Objectif de l'exercice →
Indiquez, s'il vous plaît, si chacun des énoncés suivants concorde avec le texte sur la police en milieu rural, en répondant par oui ou par non et en citant les mots décisifs de ce texte.
1. Les policiers reçoivent souvent des demandes de services par des canaux informels.
2. Dans les régions les plus éloignées, les policiers connaîtraient une satisfaction d'emploi élevée.
3. Selon Schissel (1992), les policiers des régions les plus éloignées recourraient davantage à leurs pouvoirs discrétionnaires pour régler les conflits.

══ Texte extrait ══

Deuxièmement, la littérature scientifique souligne que les approches des policiers en milieux ruraux et éloignés sont souvent différentes de celles de leurs collègues en milieux urbains. Ceci découle du fait que leurs relations avec les membres des communautés s’avèrent beaucoup plus informelles (Crank, 1990). En effet, ces policiers sont d’ordinaire mieux ancrés dans leurs communautés, vivant et partageant les mêmes réalités que les citoyens. Plus encore, la taille des populations est généralement beaucoup plus petite comparativement aux métropoles, favorisant une plus grande familiarité avec les membres des communautés. De ce fait, les approches sont fréquemment plus à même d’être ajustées pour répondre aux besoins des communautés (Falcone et al., 2002 ; Griffiths et Clark, 2017). Par exemple, les études suggèrent que les policiers reçoivent fréquemment des demandes de services par des canaux informels (p. ex. : appel à la maison). Ils interviennent souvent également de manière à résoudre les situations en usant de modes alternatifs (p. ex. : autres que la criminalisation) (Frank et Liederbach, 2003 ; Griffiths et Clark, 2017 ; Holmes, Painter et Smith, 2017 ; Lithopoulos et Ruddell, 2011 ; Payne et al., 2005 ; Ruddell et al., 2014). Toutefois, ces relations informelles n’ont pas que des avantages :

[The] lack of anonymity can contribute to feelings of being trapped by one’s job […] Officers working these places report that residents seldom make the distinction between work and non-work hours and often approach off-duty officers on the street to discuss police-related matters or appear at an officer’s home to report offenses. That familiarity might contribute to the expectation of leniency, especially since many of these officers try to participate in local activities to reduce the social distance between the public and police and be part of the community.

Ruddell et al., 2014, p. 783

Dès lors, ces relations informelles n’auraient pas nécessairement lieu dans les régions les plus éloignées. Les policiers y connaîtraient un niveau de satisfaction d’emploi relativement faible menant à des rotations fréquentes et des déploiements de courte durée. Ceci a pour effet d’engendrer un faible niveau d’implication dans les communautés et une déconnexion face aux besoins de ces dernières (Griffiths et Clark, 2017 ; Lithopoulos et Ruddell, 2011 ; Ruddell et al., 2014 ; Schissel, 1992). De surcroît, ces policiers auraient tendance à appliquer la loi de manière beaucoup plus étroite et à avoir moins recours à leurs pouvoirs discrétionnaires pour régler les conflits (Schissel, 1992). Ces relations police-communautés différentes pourraient vraisemblablement avoir une incidence sur les perceptions des citoyens en ce qui concerne le travail des policiers, notamment d’un point de vue relationnel.

═══
══ Données fournies ══

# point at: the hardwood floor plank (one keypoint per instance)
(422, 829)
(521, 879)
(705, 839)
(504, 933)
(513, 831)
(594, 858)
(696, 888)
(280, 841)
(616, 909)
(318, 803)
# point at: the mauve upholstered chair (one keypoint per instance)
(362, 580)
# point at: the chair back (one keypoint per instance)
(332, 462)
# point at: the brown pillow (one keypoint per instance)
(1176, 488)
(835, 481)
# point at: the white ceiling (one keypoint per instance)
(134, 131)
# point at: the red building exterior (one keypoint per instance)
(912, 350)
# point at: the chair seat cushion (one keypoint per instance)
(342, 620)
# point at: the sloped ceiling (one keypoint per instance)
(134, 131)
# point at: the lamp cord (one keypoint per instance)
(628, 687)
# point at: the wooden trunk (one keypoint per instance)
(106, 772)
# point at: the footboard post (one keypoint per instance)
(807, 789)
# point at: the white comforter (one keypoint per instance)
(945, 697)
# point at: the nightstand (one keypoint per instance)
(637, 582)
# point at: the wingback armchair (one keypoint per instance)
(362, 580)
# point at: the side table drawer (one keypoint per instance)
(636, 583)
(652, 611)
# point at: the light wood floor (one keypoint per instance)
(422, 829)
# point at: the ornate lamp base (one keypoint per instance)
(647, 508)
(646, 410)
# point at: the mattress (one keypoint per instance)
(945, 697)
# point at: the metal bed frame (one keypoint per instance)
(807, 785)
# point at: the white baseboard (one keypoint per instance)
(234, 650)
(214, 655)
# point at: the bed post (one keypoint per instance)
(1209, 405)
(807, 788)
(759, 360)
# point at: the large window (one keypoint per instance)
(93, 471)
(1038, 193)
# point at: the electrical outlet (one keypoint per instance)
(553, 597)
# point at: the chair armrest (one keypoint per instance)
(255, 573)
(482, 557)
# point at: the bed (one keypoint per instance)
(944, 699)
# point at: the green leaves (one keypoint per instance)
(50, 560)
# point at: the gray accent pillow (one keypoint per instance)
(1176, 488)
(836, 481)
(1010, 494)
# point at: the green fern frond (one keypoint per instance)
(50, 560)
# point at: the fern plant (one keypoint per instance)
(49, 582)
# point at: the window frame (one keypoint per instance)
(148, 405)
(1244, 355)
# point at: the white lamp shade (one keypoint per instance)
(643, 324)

═══

La réponse →
1. Oui : « les policiers reçoivent fréquemment des demandes de services par des canaux informels »
2. Non : « Les policiers y connaîtraient un niveau de satisfaction d’emploi relativement faible »
3. Non : « avoir moins recours à leurs pouvoirs discrétionnaires pour régler les conflits »